(What is being asked)
Answer these questions about the tips below on sleeping with a stoma:
1. Which two sleeping positions does the text call the most popular among ostomates?
2. What change to the evening meal does it suggest?
3. What does it name as one of the most common causes of leakages during the night?

We all know just how important sleep is, it gives us the energy we need for the day ahead and leaves us in a good mood and feeling positive. Not to mention all of the other physical benefits of adequate sleep!
Sleeping with a stoma can be a concern for ostomates, especially if your surgery was fairly recent and you’re still adjusting to your stoma. However, there are measures you can take to help take away any anxiety and ensure you have a great night sleep regardless of your stoma.
We’ve got some of our top tips below.
Change or empty your stoma bag before you go to bed
Our first piece of advice is to make sure you’re going to bed with either a fresh or an empty stoma bag, depending on the type of bag you use. This can help to reduce any anxiety you may have about leakages as well as make sure your bag doesn’t overflow throughout the night.
Make changing your stoma bag a part of your nighttime routine and it will soon become second nature to you.
Plan your meal times accordingly
Secondly, pay attention to your eating habits and how food affects your stoma. You may find it useful to eat your evening meal earlier than you normally would to give your body time to process the food before you go to bed.
You should also pay attention to how certain foods make you feel and whether they cause any issues with your stoma. Over time, you may be able to identify certain food types that cause issues with your stoma. It’s a good idea to avoid any foods that cause diarrhoea in all meals, but particularly your evening one! Find out more about what you should eat with a stoma here.
Find a sleeping position that works for you
As time goes by, you’ll quickly discover a sleeping position that works for you. The most popular positions amongst ostomates tends to be on your back or on your side. While sleeping on your front is considered the most comfortable by many, it can put pressure on your stoma and bag which can cause problems. Therefore, it’s a good idea to get used to sleeping on either your back or your side.
You can also experiment using pillows in certain positions, for example if you’re sleeping on your side, try putting a pillow under your stoma bag for support. Don’t worry too much about this, you will quickly find a position that works for you.
Make sure your stoma bag is on properly
Our next top tip may sound like a really obvious one, but it’s really important to make sure that your stoma bag is in place properly before you go to bed! When we hear about leakages during the night, one of the most common causes is with the adhesion where people haven’t properly fitted the bag.

(Material shown)
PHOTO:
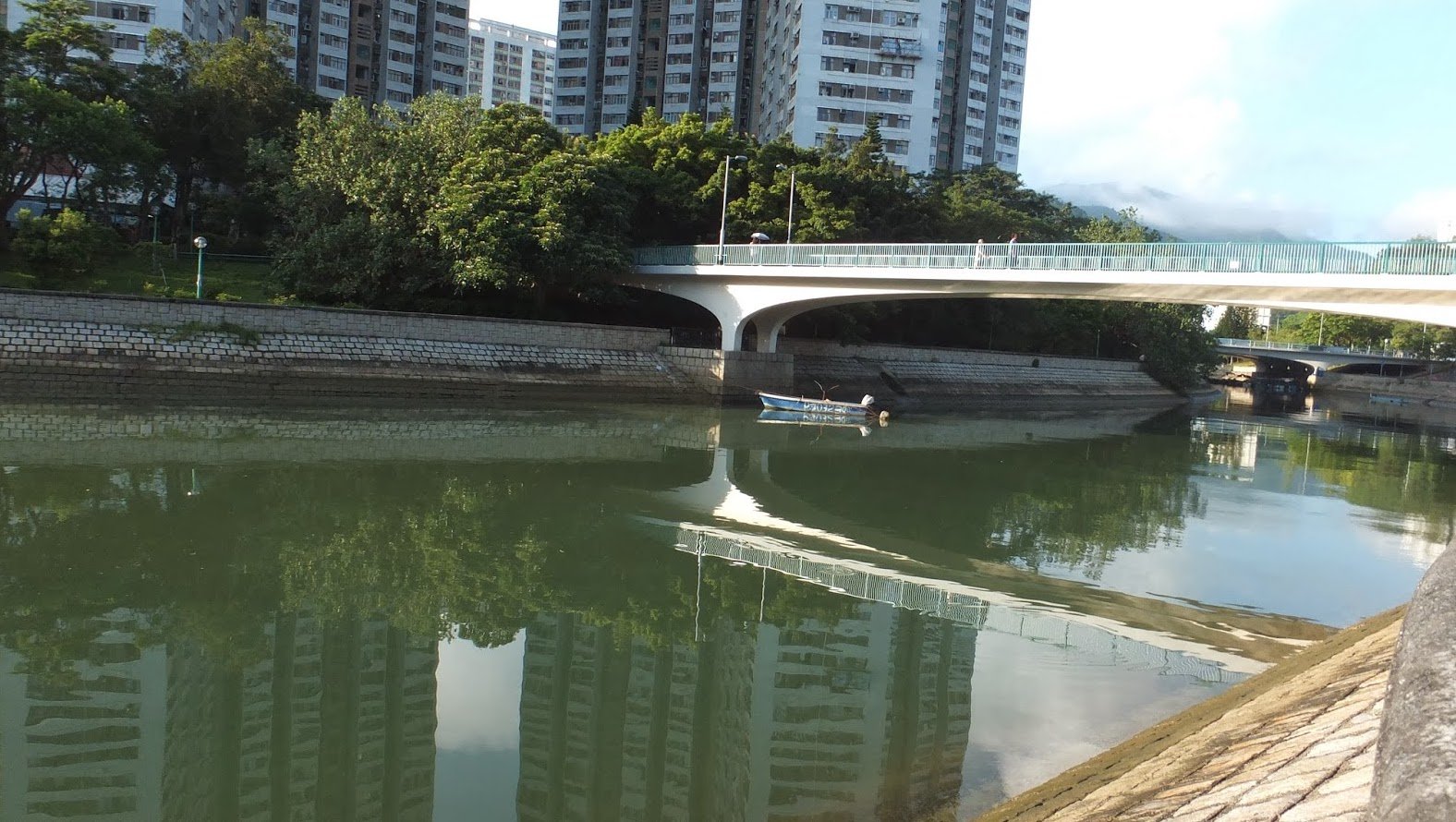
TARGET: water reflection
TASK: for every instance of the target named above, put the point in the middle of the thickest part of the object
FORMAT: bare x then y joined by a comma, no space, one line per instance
220,616
848,719
336,723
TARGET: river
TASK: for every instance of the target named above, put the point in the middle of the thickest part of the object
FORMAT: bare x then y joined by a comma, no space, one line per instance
657,612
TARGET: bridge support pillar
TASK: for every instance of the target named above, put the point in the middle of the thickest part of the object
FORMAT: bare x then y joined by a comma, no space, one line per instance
770,325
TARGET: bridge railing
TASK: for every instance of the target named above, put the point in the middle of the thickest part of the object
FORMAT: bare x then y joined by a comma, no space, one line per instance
1267,258
1294,346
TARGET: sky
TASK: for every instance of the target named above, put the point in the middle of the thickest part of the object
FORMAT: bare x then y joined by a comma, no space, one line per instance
1316,118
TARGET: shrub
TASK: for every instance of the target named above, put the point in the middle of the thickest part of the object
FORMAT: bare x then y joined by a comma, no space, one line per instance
63,243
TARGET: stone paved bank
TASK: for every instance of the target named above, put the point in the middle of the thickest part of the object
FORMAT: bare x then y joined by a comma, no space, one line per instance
88,348
1294,743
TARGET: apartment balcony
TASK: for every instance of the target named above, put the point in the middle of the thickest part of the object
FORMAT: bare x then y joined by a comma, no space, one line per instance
906,48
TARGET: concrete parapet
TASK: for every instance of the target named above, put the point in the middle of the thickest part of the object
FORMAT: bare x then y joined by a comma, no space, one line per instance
950,356
1415,761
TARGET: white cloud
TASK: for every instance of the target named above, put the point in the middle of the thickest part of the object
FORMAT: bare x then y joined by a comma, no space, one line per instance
1428,212
1140,91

(Solution)
1. On your back or on your side.
2. Eating it earlier than you normally would.
3. The adhesion, where people haven't properly fitted the bag.